* [ACTIVITY]:
Find the lines in the records that carry the word "soil". Copy each one.

* [GIVEN DATA]:
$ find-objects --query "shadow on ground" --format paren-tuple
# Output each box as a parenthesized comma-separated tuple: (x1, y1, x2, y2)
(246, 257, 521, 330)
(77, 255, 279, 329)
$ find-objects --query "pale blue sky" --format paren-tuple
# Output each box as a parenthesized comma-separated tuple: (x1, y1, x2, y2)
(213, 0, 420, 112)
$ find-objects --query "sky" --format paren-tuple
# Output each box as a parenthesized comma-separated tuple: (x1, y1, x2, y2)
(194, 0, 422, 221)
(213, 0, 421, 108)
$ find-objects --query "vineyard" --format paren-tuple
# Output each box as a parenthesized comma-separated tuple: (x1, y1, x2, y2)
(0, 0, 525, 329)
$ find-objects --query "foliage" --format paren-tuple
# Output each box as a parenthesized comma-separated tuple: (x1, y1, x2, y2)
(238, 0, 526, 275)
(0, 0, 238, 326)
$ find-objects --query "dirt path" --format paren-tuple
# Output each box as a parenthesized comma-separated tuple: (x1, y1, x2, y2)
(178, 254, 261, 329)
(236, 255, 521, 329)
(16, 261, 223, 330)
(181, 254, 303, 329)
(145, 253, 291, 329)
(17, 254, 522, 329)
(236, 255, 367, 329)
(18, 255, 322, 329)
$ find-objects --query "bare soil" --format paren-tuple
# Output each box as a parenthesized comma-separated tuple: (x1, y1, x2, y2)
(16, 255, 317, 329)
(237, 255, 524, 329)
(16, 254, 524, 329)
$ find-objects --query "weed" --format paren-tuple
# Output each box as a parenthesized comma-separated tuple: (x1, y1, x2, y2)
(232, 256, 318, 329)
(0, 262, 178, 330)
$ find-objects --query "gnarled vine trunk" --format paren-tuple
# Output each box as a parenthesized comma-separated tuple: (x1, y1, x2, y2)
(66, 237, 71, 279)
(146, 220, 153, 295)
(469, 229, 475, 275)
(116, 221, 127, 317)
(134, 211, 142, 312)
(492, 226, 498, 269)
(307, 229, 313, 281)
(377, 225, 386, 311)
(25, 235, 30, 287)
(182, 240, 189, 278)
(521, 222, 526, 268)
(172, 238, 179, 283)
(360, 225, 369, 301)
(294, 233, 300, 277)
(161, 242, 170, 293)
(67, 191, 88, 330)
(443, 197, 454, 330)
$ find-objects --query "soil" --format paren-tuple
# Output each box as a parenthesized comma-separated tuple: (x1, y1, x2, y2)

* [COMPLETED EXERCISE]:
$ find-objects --query "bare soil" --format paren-tuple
$ find-objects --query "soil" --format paren-tuple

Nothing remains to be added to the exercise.